Exercise instructions - In the data below, find the line containing "Put a marker on every instance of the grass", then set down that line and every later line up to and including the line containing "Put a marker on every instance of the dark trousers, body", exactly.

*** Begin section ***

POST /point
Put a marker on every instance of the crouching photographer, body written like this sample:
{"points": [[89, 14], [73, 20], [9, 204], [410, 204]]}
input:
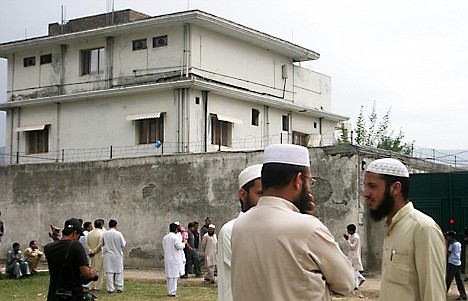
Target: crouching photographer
{"points": [[68, 265]]}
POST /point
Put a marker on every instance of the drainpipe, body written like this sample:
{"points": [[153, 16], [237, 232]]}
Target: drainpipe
{"points": [[320, 130], [205, 120]]}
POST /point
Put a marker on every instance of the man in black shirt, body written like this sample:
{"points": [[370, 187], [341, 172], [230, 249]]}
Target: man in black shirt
{"points": [[68, 263]]}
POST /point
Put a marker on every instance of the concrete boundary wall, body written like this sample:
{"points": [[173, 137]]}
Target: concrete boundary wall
{"points": [[145, 194]]}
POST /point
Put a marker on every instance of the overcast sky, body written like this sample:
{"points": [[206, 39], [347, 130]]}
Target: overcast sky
{"points": [[410, 56]]}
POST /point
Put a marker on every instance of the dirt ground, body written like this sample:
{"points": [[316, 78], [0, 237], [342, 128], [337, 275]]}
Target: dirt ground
{"points": [[369, 290]]}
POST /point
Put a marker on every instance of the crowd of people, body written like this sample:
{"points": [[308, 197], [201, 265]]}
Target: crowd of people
{"points": [[275, 238]]}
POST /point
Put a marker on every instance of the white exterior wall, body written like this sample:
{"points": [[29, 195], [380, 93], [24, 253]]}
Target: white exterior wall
{"points": [[222, 58], [149, 60]]}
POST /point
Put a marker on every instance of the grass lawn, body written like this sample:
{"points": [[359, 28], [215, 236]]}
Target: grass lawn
{"points": [[36, 288]]}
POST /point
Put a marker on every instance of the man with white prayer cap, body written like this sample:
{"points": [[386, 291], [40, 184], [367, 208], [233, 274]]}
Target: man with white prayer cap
{"points": [[279, 253], [413, 258], [250, 191]]}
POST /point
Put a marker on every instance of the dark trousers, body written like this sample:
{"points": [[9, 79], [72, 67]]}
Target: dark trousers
{"points": [[191, 258], [454, 271]]}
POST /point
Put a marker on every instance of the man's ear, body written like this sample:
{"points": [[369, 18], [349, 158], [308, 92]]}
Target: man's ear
{"points": [[297, 181], [242, 195]]}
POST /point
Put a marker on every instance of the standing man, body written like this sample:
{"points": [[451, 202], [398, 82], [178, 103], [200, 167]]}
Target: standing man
{"points": [[96, 254], [454, 264], [2, 228], [16, 265], [113, 243], [191, 256], [209, 246], [33, 255], [279, 253], [173, 264], [413, 258], [354, 254], [67, 262], [250, 191]]}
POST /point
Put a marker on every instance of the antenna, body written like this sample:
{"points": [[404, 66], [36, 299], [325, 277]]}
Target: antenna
{"points": [[64, 16], [110, 12]]}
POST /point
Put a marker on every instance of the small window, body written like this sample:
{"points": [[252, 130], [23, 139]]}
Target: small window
{"points": [[46, 59], [38, 141], [139, 44], [150, 130], [221, 132], [159, 41], [92, 61], [255, 116], [29, 61], [300, 138], [285, 123]]}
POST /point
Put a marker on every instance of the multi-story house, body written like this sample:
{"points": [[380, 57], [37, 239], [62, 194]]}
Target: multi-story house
{"points": [[132, 84]]}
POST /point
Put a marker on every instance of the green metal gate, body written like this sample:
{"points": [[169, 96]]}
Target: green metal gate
{"points": [[443, 196]]}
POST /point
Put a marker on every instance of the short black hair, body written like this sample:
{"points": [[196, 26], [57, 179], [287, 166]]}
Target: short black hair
{"points": [[112, 223], [279, 175], [351, 227], [98, 223], [87, 224], [173, 227]]}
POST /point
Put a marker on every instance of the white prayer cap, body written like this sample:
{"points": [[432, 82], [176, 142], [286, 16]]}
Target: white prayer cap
{"points": [[250, 173], [286, 154], [388, 166]]}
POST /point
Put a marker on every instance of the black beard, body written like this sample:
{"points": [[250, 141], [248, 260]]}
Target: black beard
{"points": [[304, 204], [384, 208]]}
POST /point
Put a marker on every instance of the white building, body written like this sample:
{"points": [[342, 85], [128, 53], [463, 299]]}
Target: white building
{"points": [[115, 84]]}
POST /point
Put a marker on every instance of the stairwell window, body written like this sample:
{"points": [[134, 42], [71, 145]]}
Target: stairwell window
{"points": [[38, 141], [255, 117], [139, 44], [300, 138], [221, 132], [92, 61], [150, 130]]}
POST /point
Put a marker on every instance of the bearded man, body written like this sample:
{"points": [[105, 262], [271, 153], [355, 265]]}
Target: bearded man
{"points": [[250, 191], [413, 258], [280, 251]]}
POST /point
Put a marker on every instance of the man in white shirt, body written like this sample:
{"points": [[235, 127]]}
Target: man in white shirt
{"points": [[113, 242], [172, 245], [250, 191]]}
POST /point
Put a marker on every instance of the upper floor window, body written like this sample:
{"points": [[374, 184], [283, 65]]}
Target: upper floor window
{"points": [[221, 132], [160, 41], [92, 61], [139, 44], [255, 116], [46, 59], [29, 61], [285, 123], [300, 138], [150, 130], [38, 141]]}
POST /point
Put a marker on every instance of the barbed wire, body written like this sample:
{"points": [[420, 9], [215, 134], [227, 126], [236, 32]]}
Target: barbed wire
{"points": [[248, 143]]}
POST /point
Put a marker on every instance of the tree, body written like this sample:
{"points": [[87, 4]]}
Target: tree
{"points": [[377, 136]]}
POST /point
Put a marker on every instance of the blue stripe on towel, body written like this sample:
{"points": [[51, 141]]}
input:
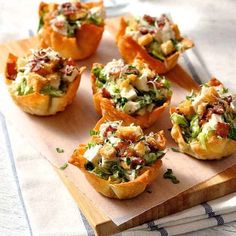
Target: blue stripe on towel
{"points": [[208, 209], [10, 155], [87, 226]]}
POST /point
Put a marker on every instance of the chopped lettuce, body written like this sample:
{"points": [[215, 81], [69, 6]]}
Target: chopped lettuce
{"points": [[152, 157], [155, 50], [194, 127], [179, 119], [23, 89], [53, 92], [232, 132]]}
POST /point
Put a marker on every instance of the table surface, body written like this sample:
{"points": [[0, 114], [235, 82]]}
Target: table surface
{"points": [[211, 24]]}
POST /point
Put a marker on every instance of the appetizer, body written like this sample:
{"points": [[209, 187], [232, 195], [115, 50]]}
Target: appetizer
{"points": [[74, 29], [43, 82], [204, 125], [156, 40], [133, 93], [120, 161]]}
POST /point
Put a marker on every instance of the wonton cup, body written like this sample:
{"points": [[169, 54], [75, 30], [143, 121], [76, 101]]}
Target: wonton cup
{"points": [[125, 190], [215, 148], [105, 107], [130, 49], [83, 45], [41, 104]]}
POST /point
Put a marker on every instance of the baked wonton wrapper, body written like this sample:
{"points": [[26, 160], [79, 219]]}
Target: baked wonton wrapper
{"points": [[105, 107], [130, 49], [80, 47], [125, 190], [43, 105], [215, 148]]}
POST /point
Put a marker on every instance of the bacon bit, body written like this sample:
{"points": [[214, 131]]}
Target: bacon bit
{"points": [[134, 71], [135, 162], [143, 30], [105, 93], [121, 146], [11, 70], [149, 19], [67, 9], [78, 5], [222, 129], [70, 62], [39, 70], [218, 109], [229, 99], [109, 129], [214, 82], [159, 85], [161, 23], [59, 24]]}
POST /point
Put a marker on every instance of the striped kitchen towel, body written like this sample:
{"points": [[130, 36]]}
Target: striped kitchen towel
{"points": [[213, 213], [48, 214]]}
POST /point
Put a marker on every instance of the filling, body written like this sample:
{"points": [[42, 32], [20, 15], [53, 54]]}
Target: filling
{"points": [[69, 17], [159, 36], [134, 89], [212, 112], [120, 153], [43, 71]]}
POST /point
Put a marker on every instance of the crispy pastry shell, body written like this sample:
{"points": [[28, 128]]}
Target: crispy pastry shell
{"points": [[80, 47], [125, 190], [130, 49], [105, 107], [215, 148], [44, 105]]}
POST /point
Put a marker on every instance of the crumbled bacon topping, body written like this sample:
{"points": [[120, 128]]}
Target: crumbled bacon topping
{"points": [[222, 129]]}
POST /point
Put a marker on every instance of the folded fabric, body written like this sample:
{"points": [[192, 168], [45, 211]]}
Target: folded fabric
{"points": [[213, 213]]}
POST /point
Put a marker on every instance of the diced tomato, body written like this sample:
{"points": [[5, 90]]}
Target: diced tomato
{"points": [[222, 129], [105, 93]]}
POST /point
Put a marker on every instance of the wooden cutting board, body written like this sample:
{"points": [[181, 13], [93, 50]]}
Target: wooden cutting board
{"points": [[220, 185]]}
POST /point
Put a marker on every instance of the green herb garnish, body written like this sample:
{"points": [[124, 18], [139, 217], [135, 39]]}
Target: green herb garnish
{"points": [[169, 175]]}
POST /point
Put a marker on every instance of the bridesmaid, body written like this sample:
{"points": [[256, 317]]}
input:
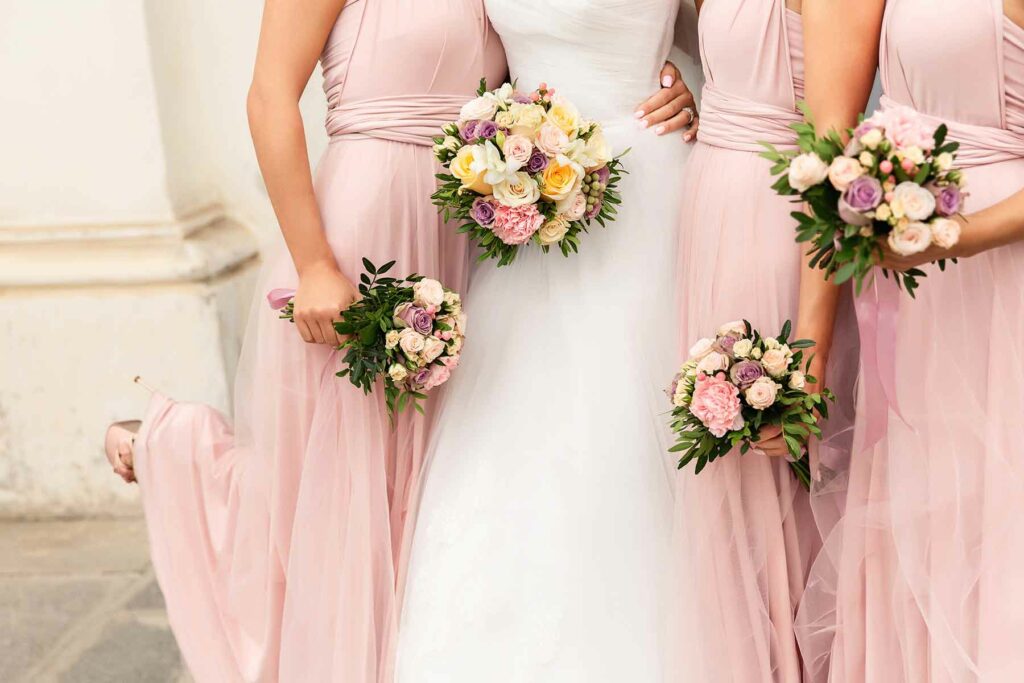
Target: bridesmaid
{"points": [[744, 536], [925, 581], [276, 542]]}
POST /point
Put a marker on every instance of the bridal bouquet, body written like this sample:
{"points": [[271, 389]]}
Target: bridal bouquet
{"points": [[735, 384], [409, 332], [524, 167], [895, 180]]}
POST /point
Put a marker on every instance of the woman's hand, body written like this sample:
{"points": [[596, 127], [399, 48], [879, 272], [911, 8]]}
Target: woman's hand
{"points": [[672, 108], [323, 296]]}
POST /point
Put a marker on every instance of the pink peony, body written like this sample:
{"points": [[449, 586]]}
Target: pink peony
{"points": [[515, 225], [716, 403]]}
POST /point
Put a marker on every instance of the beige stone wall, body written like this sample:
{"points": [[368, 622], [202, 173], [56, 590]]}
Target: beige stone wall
{"points": [[131, 219]]}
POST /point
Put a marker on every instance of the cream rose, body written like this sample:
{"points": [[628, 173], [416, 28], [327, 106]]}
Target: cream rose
{"points": [[701, 348], [521, 189], [912, 201], [713, 363], [564, 115], [945, 232], [911, 239], [465, 168], [526, 119], [742, 348], [411, 342], [553, 230], [775, 361], [397, 373], [843, 171], [552, 140], [427, 293], [517, 151], [762, 393], [806, 171], [561, 178], [480, 109]]}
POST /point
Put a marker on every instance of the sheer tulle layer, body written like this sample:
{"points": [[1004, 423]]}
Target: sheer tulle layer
{"points": [[276, 541], [927, 561], [744, 535]]}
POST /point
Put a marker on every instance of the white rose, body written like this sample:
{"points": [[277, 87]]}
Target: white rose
{"points": [[428, 293], [871, 139], [397, 373], [432, 347], [733, 328], [526, 119], [701, 348], [742, 348], [572, 207], [553, 230], [945, 232], [806, 171], [912, 239], [713, 363], [518, 190], [480, 109], [517, 151], [843, 171], [913, 201], [762, 393], [552, 140], [775, 361]]}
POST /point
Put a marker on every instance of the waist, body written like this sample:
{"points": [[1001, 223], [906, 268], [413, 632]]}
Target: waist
{"points": [[979, 145], [413, 119], [737, 123]]}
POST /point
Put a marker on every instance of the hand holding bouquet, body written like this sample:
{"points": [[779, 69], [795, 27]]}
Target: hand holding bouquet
{"points": [[524, 168], [409, 332], [737, 383], [895, 180]]}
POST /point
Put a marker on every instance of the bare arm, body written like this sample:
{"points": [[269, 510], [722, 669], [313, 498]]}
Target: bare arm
{"points": [[292, 37], [842, 53]]}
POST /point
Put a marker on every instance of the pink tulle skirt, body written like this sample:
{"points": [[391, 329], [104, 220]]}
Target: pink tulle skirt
{"points": [[744, 535], [279, 539]]}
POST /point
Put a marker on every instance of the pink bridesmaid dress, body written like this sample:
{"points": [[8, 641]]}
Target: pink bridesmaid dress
{"points": [[279, 540], [744, 535], [923, 580]]}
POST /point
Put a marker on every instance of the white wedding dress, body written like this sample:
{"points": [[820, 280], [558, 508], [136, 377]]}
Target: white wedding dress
{"points": [[542, 548]]}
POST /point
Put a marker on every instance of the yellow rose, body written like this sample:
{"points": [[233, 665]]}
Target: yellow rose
{"points": [[564, 115], [561, 178], [462, 168]]}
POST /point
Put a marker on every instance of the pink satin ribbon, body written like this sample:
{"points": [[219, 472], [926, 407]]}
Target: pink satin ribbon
{"points": [[413, 119], [279, 298]]}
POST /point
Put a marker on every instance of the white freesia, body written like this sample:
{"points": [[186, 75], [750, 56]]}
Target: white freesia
{"points": [[806, 171], [912, 239], [912, 201]]}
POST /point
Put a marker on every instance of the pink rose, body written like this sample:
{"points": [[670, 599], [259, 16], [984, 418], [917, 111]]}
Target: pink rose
{"points": [[716, 404], [515, 225]]}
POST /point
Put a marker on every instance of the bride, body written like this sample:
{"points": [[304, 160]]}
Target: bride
{"points": [[542, 546]]}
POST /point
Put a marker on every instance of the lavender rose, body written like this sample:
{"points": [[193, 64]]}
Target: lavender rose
{"points": [[947, 200], [745, 373], [486, 129], [538, 162], [482, 212]]}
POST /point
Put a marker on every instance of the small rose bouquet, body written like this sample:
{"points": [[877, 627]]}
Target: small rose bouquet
{"points": [[409, 332], [895, 180], [525, 167], [738, 382]]}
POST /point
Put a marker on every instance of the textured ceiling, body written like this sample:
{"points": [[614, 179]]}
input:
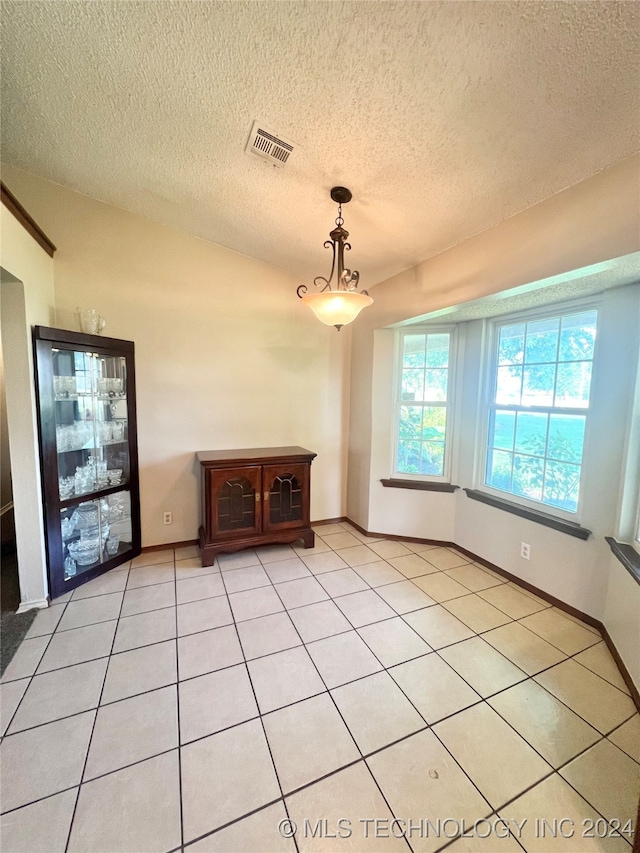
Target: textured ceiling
{"points": [[575, 284], [444, 118]]}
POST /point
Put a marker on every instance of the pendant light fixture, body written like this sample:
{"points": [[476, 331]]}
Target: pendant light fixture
{"points": [[340, 303]]}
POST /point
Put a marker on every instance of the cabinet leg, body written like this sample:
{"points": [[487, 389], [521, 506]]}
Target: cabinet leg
{"points": [[309, 538]]}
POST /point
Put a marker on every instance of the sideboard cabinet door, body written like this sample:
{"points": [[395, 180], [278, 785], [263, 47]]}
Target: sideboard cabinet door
{"points": [[286, 496], [254, 497], [235, 501]]}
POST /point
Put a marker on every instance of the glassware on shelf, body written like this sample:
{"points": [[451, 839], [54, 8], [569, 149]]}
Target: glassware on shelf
{"points": [[117, 430], [70, 568], [85, 551], [64, 388], [67, 487], [116, 504], [66, 528], [113, 543], [115, 476], [90, 321]]}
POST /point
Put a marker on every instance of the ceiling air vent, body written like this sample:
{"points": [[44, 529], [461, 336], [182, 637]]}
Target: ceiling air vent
{"points": [[269, 146]]}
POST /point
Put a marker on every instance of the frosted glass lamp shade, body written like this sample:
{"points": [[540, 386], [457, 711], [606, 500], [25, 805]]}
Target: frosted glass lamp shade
{"points": [[337, 307]]}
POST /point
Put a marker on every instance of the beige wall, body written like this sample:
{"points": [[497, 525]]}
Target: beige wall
{"points": [[27, 300], [595, 221], [226, 355]]}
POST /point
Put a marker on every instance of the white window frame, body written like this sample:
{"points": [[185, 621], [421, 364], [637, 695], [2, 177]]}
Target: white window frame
{"points": [[488, 384], [449, 405]]}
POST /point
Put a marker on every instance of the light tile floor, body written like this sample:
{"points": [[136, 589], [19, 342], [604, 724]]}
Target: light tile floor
{"points": [[167, 706]]}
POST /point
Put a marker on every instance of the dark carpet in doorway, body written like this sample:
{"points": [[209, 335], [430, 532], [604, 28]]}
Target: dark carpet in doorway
{"points": [[13, 626]]}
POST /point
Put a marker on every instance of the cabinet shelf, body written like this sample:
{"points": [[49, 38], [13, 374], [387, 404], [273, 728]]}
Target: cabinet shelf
{"points": [[93, 496], [83, 422], [253, 497]]}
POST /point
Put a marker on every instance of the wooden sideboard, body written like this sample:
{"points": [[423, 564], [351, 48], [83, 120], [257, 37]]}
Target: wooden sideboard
{"points": [[254, 497]]}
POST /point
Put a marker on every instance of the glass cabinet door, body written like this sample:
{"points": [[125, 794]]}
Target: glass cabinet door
{"points": [[91, 421], [285, 490], [89, 476]]}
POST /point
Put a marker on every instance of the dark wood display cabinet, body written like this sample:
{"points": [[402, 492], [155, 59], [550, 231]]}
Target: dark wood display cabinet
{"points": [[85, 389], [254, 497]]}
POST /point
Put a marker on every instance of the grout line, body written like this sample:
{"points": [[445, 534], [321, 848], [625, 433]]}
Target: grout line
{"points": [[597, 639], [261, 717], [89, 742], [30, 677], [179, 732]]}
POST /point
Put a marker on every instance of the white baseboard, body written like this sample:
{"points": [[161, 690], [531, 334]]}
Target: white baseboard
{"points": [[38, 604]]}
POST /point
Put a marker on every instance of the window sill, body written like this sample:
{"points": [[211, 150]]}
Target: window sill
{"points": [[420, 485], [569, 527], [627, 555]]}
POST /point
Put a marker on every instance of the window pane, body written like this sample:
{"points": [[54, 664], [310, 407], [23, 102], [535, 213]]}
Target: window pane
{"points": [[566, 438], [412, 384], [501, 429], [542, 341], [410, 425], [561, 484], [413, 350], [435, 384], [432, 461], [438, 350], [509, 385], [546, 445], [573, 385], [511, 345], [408, 457], [499, 465], [531, 433], [527, 476], [578, 336], [537, 385], [434, 421]]}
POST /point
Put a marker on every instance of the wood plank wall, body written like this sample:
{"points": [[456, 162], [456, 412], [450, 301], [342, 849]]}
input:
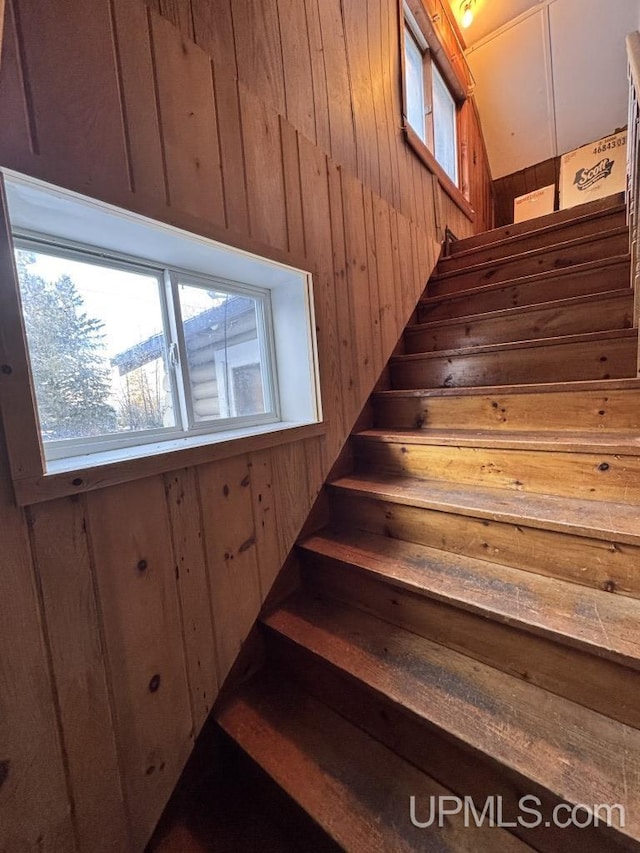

*** End section ***

The answer -
Put a marker on every instance of the grass lawn, body written like this sample:
{"points": [[359, 28], [215, 236]]}
Target: grass lawn
{"points": [[36, 288]]}
POST /point
Put a marker on every instance of the man with white prayer cap, body written like this sample:
{"points": [[386, 291], [40, 184], [367, 208], [233, 274]]}
Target: man with white prayer cap
{"points": [[279, 253], [413, 258], [250, 191]]}
POST /point
Put a marker on every instance of the dark trousers, body written like this sample:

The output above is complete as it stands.